**EXERCISE:**
Every record must be written out once more, with nothing added or omitted.

[START SOURCE DATA]

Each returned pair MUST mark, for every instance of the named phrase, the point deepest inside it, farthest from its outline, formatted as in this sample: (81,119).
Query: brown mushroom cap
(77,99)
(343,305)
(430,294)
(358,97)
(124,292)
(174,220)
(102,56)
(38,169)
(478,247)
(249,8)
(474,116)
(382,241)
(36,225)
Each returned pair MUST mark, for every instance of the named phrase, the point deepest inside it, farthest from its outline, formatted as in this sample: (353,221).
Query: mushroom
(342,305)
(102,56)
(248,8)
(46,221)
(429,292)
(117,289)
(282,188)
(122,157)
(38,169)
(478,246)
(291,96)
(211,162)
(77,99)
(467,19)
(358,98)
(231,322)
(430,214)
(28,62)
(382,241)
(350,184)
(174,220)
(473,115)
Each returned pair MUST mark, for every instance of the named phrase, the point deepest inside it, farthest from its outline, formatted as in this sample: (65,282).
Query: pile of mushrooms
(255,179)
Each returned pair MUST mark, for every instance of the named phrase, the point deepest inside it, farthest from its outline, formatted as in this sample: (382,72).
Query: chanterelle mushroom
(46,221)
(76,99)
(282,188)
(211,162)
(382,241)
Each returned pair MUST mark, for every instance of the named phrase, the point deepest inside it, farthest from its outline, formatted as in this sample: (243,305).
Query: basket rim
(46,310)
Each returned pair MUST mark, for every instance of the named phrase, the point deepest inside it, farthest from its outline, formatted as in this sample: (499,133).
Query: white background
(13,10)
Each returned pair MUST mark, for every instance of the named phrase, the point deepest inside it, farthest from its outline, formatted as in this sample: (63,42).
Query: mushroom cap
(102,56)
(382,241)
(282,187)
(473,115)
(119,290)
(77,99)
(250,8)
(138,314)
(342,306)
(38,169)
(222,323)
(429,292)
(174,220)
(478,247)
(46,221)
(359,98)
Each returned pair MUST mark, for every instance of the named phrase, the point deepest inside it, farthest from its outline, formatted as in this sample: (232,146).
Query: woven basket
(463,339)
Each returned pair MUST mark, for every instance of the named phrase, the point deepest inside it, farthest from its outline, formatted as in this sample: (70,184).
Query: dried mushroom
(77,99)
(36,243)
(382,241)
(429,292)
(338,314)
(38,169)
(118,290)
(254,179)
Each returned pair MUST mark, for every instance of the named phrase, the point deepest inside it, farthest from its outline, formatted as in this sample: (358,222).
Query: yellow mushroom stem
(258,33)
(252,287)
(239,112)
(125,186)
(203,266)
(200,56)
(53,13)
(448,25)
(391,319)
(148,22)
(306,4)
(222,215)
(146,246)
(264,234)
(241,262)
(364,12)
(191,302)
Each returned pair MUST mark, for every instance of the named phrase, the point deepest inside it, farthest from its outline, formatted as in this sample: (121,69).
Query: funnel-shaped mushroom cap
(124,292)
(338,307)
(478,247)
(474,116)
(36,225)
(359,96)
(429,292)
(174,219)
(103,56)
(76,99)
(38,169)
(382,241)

[END SOURCE DATA]

**EXERCISE OUTPUT:**
Each returned pair MUST mark, for every instance of the named phrase, the point deepest inside it, farthest from its outline, formatted as in this sample: (81,119).
Query: brown mushroom cap
(77,99)
(343,305)
(430,294)
(358,97)
(124,292)
(174,220)
(102,56)
(38,169)
(478,247)
(249,8)
(474,116)
(382,241)
(36,225)
Each returned pair MUST mark, for every instance of the named phrase, the point deepest inside it, farthest from its outline, formatted as in this sample: (353,221).
Query: mushroom
(342,305)
(102,56)
(248,8)
(46,221)
(429,292)
(117,289)
(282,188)
(122,157)
(38,169)
(478,246)
(291,96)
(211,162)
(77,99)
(467,19)
(358,98)
(231,322)
(430,214)
(28,62)
(382,241)
(350,184)
(174,220)
(473,115)
Each returned pair MUST mark, for every instance of the named phrase, the point deepest inside it, farthest from its outline, formatted as in this sample: (65,282).
Query: pile of mushrooms
(255,179)
Each returned pair MUST mark, for every instance of the named phrase, the point deepest inside it, farthest from its outline, formatted as in this sample: (382,72).
Query: chanterelle mushroom
(46,221)
(76,99)
(282,188)
(211,162)
(382,241)
Each returned pair MUST mark, for every instance of the named phrase, the point deepest inside it, farthest from its outline, formatted as in this sample: (243,305).
Query: basket rim
(46,310)
Each returned pair MUST mark, for every instance of the named phrase, the point deepest inside it, farthest from its outline, formatted as in this sample: (499,133).
Query: white background
(13,10)
Each returned pair MUST mark, for every instance of the named phrase, the point deepest inside it, farthest from its outline, formatted as in this sample: (63,42).
Query: mushroom cap
(102,56)
(382,241)
(282,187)
(473,115)
(119,290)
(77,99)
(250,8)
(138,314)
(342,306)
(38,169)
(222,323)
(429,292)
(174,220)
(478,247)
(46,221)
(359,98)
Each returned pair MUST mark, for every instance of the named phrase, the point deepest inside it, farthest from its outline, formatted as in this sample: (232,146).
Query: woven basket
(463,339)
Each returned pair MUST mark, for every instance of the named phrase, the point deepest inside it, farthest from its outline, formatted as in this sample: (70,184).
Query: dried mushroom
(77,99)
(36,243)
(382,241)
(429,292)
(338,314)
(38,169)
(118,290)
(254,179)
Each returned pair MUST mark, for every instance of the named phrase, the point deepest inside it, farthest from its outline, formatted as in this sample: (358,222).
Query: yellow mushroom stem
(258,33)
(252,287)
(239,112)
(125,186)
(203,266)
(200,56)
(53,13)
(448,25)
(391,319)
(148,22)
(306,4)
(222,215)
(146,246)
(264,234)
(241,262)
(364,12)
(191,302)
Each returned pair MUST mark, for every instance of the named phrase, the point deepest inside it, farthest from its outline, formatted as in this sample: (121,69).
Query: funnel-shaped mushroom cap
(124,292)
(338,307)
(478,247)
(474,116)
(36,225)
(359,96)
(429,292)
(174,219)
(103,56)
(76,99)
(38,169)
(382,241)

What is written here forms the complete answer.